**WRITTEN INSTRUCTION**.
Would you copy out the whole listing exactly as given?
--- BEGIN ---
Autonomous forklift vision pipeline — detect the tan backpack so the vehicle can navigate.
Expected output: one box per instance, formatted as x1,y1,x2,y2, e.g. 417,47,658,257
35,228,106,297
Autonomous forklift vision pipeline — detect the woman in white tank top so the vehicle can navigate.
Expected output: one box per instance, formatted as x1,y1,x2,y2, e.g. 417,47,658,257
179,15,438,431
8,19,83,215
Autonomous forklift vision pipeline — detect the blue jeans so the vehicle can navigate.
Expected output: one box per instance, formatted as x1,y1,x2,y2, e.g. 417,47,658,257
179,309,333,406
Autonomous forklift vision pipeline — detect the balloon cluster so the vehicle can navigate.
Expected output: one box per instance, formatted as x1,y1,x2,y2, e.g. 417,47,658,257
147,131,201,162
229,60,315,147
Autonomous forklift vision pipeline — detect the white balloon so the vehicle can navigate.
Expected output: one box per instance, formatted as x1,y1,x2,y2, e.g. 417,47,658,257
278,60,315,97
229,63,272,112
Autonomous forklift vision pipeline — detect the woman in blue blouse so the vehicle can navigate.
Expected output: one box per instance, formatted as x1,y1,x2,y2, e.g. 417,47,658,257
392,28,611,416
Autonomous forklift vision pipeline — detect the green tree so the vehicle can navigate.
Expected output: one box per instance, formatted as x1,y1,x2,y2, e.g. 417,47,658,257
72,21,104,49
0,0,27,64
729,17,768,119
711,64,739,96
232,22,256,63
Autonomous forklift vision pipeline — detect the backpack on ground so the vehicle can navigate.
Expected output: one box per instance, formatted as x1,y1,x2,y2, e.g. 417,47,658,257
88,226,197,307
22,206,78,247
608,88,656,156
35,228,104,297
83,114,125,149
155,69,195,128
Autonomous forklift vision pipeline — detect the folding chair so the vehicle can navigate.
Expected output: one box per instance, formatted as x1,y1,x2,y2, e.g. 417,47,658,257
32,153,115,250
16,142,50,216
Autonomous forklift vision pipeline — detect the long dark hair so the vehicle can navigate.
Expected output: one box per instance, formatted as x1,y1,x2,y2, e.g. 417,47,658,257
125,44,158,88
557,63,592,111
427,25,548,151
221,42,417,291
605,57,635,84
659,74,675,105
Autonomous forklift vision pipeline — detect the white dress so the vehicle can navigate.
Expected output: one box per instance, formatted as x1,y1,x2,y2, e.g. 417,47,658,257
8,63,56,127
--- END ---
**EXERCISE ANSWER**.
Autonomous forklift vision pipeline — detect the tan backpack so the vehicle can navigate.
Expected output: one box per instance, formatted as x1,y1,x2,y2, e.g. 417,47,658,257
35,228,106,297
Autonomous forklift vision pipeline — detect the woman in white tank top so the vehicle can navigate.
Expected output: one box per instance, formatted as x1,y1,x2,y2, e.g. 417,47,658,257
179,15,438,431
8,19,83,215
Autonomous forklift vision pipeline — detect the blue jeans so the vehicle can navigate.
Expected output: one box per instance, formatted as x1,y1,x2,y2, e.g. 417,47,658,257
179,309,333,406
Autonomous forklift vision pipeline — detect the balloon cluster so the vehicle can navigate.
Expected output: one box per instance, formatted as x1,y1,x2,y2, e.g. 417,47,658,257
147,131,201,162
229,60,315,147
Autonomous forklift vision pipeline — detect the white balloon so the vehicle can navigate.
Expected output: one box per instance, formatted as x1,y1,x2,y2, e.g. 417,47,658,257
278,60,315,97
229,63,272,112
Autonomous forklift vision pipeline — detect the woman in blue blouse so the vehicle can navigate.
Expected output: one box per instance, formatted as x1,y1,x2,y2, e.g. 417,47,658,257
392,28,611,416
Autonomous forklift vision pipeline — detect the green tree so the vehicle can navigate.
Expected output: one box per instance, formatted as x1,y1,x2,y2, e.g. 417,47,658,257
72,21,104,49
0,0,27,64
729,17,768,119
711,64,739,96
232,22,256,63
Autonomous forklift vision pipeline — detect the backpack on ground so the vehicle can navigate.
Expected output: one box per instance, formatted as x1,y1,x2,y2, e.g. 417,47,658,257
88,226,197,307
22,206,78,247
608,88,656,156
35,228,104,297
83,114,125,149
155,69,195,128
Autonomous forklift vision pipeline — detect the folding chair so the vehicle can navigate.
Expected output: one box per instance, formatted as x1,y1,x2,y2, e.g. 417,47,658,257
32,153,115,250
16,142,50,216
Autonomous forklift vision pipeline — detect the long dark hair so the vehicle can navigate.
Expected output: one box per instance, formatted as x1,y1,x2,y2, e.g. 417,47,658,257
125,44,158,88
557,63,592,111
427,25,548,151
221,42,417,291
605,57,635,84
659,74,675,105
Autonomous forklift vision pipeline — detect the white dress so the vehicle can navigate.
Expected output: one box per instance, formatted as x1,y1,x2,y2, e.g. 417,47,658,257
8,63,56,127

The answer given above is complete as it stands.